▸ **Task prompt**
Format the items below as a Markdown table, from the line with "Task: find the car roof" through the end of the items. Use two columns headed No. and Text, give each line its own numbered row, and leave out blank lines.

[start]

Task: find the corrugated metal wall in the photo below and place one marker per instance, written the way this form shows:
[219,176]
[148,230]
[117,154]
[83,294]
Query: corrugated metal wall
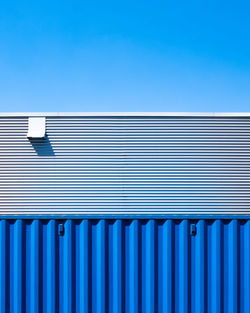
[126,165]
[124,266]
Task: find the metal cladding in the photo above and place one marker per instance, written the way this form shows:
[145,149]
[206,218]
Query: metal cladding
[126,166]
[124,266]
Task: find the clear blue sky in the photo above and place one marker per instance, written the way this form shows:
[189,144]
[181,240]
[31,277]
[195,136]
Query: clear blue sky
[124,56]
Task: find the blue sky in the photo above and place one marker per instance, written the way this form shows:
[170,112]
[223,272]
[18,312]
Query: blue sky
[124,56]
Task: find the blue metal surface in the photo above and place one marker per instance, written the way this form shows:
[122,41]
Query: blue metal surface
[124,266]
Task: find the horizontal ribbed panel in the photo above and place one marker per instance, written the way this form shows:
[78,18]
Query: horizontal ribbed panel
[125,266]
[126,165]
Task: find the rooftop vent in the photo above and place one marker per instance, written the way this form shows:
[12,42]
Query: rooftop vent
[36,128]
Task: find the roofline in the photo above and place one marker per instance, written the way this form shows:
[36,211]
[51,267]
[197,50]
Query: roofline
[127,114]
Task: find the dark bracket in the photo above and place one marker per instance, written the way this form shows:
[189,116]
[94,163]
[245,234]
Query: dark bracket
[193,229]
[60,229]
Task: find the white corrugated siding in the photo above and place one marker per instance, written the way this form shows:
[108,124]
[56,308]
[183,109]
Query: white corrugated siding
[126,165]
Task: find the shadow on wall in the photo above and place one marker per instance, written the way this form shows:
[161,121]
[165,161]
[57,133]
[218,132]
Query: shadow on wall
[42,147]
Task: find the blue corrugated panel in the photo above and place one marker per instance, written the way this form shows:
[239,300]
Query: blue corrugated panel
[125,266]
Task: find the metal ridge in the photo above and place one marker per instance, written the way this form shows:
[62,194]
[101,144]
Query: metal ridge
[127,114]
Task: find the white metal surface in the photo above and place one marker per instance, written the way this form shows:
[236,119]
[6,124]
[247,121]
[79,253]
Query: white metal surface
[36,127]
[127,114]
[126,165]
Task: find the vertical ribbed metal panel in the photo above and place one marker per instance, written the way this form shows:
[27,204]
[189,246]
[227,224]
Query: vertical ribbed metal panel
[126,266]
[126,166]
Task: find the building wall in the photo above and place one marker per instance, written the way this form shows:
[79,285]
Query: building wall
[125,266]
[123,166]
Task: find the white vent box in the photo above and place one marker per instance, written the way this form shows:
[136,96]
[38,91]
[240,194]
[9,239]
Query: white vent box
[36,128]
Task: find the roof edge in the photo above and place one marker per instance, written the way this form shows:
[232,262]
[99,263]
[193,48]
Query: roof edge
[127,114]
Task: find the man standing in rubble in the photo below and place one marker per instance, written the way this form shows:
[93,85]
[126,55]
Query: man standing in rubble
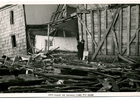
[80,48]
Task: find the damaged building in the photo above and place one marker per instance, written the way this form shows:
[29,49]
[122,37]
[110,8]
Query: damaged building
[49,36]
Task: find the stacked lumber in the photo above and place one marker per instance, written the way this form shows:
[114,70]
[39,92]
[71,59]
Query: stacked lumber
[119,77]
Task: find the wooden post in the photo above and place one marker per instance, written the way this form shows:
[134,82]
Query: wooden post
[137,34]
[106,33]
[92,31]
[128,31]
[48,37]
[86,40]
[64,34]
[99,28]
[105,42]
[81,27]
[120,33]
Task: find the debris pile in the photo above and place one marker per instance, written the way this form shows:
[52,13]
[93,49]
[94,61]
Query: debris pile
[45,73]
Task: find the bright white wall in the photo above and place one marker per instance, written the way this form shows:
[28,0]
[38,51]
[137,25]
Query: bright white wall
[39,13]
[65,43]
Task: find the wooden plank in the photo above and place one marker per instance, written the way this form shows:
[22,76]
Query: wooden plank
[99,28]
[65,76]
[86,39]
[89,33]
[92,31]
[120,33]
[115,41]
[106,33]
[81,26]
[125,59]
[105,42]
[128,30]
[48,37]
[131,40]
[137,34]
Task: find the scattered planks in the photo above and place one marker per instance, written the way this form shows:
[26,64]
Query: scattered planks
[66,76]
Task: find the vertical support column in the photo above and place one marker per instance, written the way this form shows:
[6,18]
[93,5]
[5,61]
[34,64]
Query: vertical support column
[48,37]
[120,33]
[81,27]
[105,42]
[92,31]
[99,29]
[86,38]
[128,31]
[64,34]
[137,26]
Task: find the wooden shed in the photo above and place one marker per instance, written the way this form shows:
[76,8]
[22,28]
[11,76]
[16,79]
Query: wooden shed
[110,30]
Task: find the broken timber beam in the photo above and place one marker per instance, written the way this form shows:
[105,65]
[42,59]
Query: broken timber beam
[74,67]
[83,69]
[106,33]
[65,76]
[125,59]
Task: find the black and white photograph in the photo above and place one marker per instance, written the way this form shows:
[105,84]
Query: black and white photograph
[70,48]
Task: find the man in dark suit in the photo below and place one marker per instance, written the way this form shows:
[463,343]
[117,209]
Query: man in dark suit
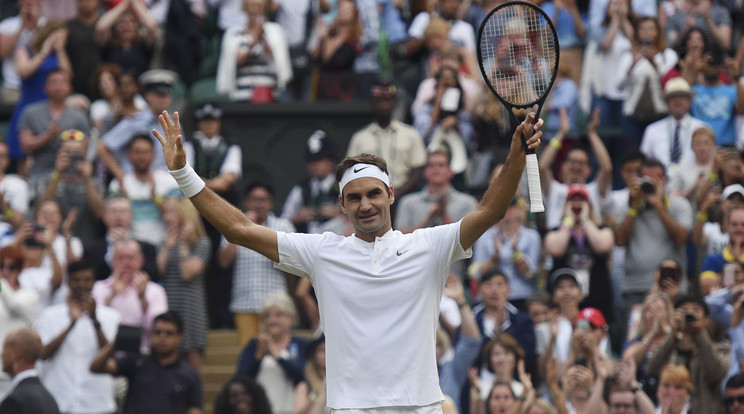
[117,216]
[27,395]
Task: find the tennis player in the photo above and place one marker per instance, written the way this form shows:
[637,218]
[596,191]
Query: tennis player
[378,290]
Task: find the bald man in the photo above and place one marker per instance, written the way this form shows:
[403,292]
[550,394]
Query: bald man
[27,396]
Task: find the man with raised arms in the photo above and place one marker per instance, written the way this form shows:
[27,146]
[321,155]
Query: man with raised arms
[378,290]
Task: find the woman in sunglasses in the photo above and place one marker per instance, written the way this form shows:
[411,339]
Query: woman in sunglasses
[18,306]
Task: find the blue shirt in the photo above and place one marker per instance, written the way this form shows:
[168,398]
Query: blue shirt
[715,105]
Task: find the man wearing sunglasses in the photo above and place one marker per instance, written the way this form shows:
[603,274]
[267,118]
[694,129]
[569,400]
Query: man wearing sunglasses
[161,382]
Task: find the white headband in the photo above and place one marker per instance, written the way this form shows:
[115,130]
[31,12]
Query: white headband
[361,171]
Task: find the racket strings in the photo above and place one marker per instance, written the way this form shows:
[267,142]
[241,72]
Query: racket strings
[518,53]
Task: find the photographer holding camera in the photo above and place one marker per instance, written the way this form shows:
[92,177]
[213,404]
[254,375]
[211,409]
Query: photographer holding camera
[654,224]
[689,344]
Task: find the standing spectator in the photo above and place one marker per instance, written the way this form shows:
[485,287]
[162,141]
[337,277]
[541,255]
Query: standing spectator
[72,333]
[437,203]
[314,200]
[581,244]
[117,218]
[127,34]
[82,48]
[130,291]
[712,19]
[689,345]
[45,53]
[41,126]
[717,103]
[21,349]
[18,306]
[653,225]
[146,188]
[160,382]
[182,261]
[254,60]
[575,169]
[158,89]
[399,144]
[14,197]
[512,247]
[74,188]
[15,33]
[276,358]
[254,276]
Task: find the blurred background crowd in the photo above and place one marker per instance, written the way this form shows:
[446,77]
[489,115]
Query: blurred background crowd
[626,296]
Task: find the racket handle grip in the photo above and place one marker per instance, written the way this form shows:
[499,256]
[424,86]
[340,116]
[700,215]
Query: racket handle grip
[533,184]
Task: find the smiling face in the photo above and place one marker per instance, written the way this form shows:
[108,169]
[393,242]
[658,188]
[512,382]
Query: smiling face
[367,204]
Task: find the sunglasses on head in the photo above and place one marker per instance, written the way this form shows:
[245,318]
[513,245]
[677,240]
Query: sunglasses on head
[72,134]
[730,400]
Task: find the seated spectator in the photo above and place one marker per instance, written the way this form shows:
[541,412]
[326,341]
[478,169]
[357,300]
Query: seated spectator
[276,358]
[130,291]
[21,350]
[254,276]
[45,53]
[314,200]
[308,390]
[160,382]
[146,188]
[14,201]
[669,140]
[691,174]
[117,218]
[158,88]
[675,389]
[575,169]
[182,261]
[18,306]
[254,60]
[242,395]
[717,103]
[581,244]
[454,359]
[442,119]
[641,70]
[652,225]
[72,334]
[74,188]
[41,126]
[512,247]
[37,274]
[707,361]
[496,316]
[339,45]
[712,19]
[127,34]
[646,336]
[16,33]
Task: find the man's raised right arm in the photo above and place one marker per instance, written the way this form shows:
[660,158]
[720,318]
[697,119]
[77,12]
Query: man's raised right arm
[230,221]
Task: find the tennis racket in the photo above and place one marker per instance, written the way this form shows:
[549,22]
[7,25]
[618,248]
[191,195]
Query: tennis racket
[518,57]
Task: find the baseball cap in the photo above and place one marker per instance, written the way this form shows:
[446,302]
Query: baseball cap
[594,316]
[731,190]
[577,189]
[208,111]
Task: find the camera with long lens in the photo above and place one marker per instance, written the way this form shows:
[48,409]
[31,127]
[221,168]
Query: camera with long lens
[647,187]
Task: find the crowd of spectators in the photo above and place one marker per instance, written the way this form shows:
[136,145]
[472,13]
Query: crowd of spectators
[625,296]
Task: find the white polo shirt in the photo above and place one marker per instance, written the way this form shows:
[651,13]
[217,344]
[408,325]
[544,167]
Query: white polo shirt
[379,308]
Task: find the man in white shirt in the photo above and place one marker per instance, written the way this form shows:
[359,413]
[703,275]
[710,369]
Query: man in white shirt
[669,140]
[378,290]
[72,334]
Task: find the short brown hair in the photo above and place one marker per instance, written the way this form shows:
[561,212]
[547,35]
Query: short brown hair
[349,162]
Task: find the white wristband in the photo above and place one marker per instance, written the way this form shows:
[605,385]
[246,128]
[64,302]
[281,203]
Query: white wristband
[188,181]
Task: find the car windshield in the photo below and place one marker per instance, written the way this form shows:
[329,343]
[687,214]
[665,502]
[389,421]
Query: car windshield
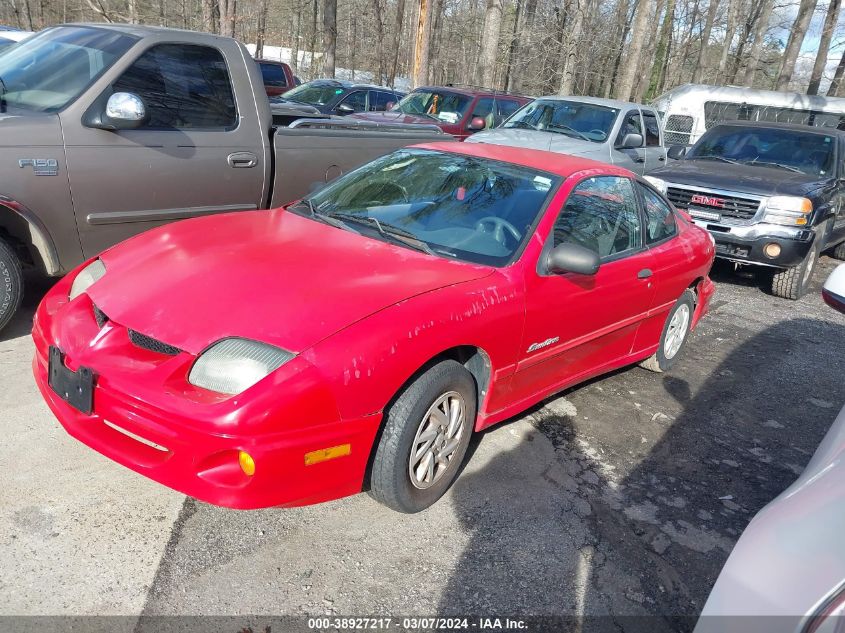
[788,150]
[572,118]
[313,94]
[472,209]
[448,107]
[49,70]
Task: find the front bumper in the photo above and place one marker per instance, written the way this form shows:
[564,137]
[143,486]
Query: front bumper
[194,448]
[745,244]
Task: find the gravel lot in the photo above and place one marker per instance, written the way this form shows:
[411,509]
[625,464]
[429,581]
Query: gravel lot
[622,496]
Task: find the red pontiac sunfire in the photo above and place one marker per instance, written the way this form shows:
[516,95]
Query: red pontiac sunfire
[285,357]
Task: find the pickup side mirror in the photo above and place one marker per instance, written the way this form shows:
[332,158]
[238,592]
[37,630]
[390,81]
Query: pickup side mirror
[631,141]
[572,258]
[477,123]
[123,111]
[677,152]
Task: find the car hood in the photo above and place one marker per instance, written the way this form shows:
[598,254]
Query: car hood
[764,181]
[30,130]
[271,276]
[536,139]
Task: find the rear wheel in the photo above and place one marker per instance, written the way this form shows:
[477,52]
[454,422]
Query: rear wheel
[11,284]
[425,438]
[674,335]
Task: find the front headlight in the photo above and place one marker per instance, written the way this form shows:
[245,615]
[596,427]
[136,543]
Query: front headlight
[788,210]
[86,278]
[657,183]
[235,364]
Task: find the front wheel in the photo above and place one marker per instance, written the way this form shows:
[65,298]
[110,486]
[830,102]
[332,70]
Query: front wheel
[11,284]
[425,438]
[674,335]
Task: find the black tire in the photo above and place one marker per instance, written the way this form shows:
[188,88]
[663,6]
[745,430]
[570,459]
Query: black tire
[11,284]
[390,479]
[658,362]
[793,283]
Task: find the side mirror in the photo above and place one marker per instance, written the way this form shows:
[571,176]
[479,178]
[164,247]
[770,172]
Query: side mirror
[677,152]
[833,291]
[632,141]
[477,123]
[572,258]
[123,111]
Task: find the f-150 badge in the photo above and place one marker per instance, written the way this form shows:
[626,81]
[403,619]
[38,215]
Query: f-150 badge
[41,166]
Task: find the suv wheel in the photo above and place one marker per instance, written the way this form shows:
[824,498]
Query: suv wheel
[11,284]
[425,438]
[793,283]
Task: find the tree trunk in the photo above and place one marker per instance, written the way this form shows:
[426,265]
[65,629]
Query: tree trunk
[760,30]
[329,37]
[705,40]
[824,46]
[638,34]
[420,72]
[490,32]
[569,46]
[796,39]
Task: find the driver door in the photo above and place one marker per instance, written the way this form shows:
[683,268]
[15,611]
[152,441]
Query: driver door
[576,325]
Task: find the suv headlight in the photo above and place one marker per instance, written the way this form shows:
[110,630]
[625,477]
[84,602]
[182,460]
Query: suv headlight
[788,210]
[86,278]
[235,364]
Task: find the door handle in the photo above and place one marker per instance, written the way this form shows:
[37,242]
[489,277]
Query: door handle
[242,159]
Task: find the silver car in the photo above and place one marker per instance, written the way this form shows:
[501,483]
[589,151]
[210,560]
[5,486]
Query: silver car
[616,132]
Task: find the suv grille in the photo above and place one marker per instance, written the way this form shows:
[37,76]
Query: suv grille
[728,206]
[147,342]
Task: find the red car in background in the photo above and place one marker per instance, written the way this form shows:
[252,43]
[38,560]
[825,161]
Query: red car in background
[457,111]
[286,357]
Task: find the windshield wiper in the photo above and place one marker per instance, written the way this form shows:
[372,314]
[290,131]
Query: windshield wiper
[388,230]
[779,165]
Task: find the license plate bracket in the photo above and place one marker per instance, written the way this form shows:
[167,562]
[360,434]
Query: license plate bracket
[74,387]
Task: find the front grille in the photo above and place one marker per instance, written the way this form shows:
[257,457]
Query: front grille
[734,207]
[149,343]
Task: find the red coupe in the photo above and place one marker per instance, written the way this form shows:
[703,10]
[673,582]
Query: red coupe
[357,338]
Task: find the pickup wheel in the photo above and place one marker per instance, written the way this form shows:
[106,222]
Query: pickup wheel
[425,438]
[674,336]
[11,284]
[793,283]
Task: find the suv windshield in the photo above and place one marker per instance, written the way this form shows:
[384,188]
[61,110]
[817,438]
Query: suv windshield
[313,94]
[49,70]
[448,107]
[789,150]
[572,118]
[467,208]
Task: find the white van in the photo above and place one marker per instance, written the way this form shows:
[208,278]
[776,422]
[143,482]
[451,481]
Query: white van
[689,111]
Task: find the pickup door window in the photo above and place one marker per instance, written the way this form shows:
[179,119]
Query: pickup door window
[574,323]
[196,155]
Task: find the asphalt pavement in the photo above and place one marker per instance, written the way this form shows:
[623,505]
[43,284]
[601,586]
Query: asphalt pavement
[622,496]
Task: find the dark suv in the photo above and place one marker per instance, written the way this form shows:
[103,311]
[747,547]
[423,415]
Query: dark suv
[457,111]
[770,194]
[332,96]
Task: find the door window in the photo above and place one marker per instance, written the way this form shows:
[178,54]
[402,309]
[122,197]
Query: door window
[652,129]
[601,214]
[183,87]
[660,220]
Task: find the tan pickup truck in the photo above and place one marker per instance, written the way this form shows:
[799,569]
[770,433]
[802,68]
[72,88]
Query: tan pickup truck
[109,130]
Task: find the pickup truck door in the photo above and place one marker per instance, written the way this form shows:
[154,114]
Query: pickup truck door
[655,151]
[629,158]
[202,150]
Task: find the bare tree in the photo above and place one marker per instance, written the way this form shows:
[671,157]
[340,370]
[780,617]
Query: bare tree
[796,39]
[824,46]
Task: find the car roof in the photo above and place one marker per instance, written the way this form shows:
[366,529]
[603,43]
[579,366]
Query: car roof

[end]

▸ **Exercise result**
| No. | Text |
|---|---|
| 1 | Task: find the car roof in the photo above and place one marker per instance, written the way this form shows: |
| 2 | [366,529] |
| 3 | [603,43] |
| 4 | [579,366] |
| 5 | Query: car roof |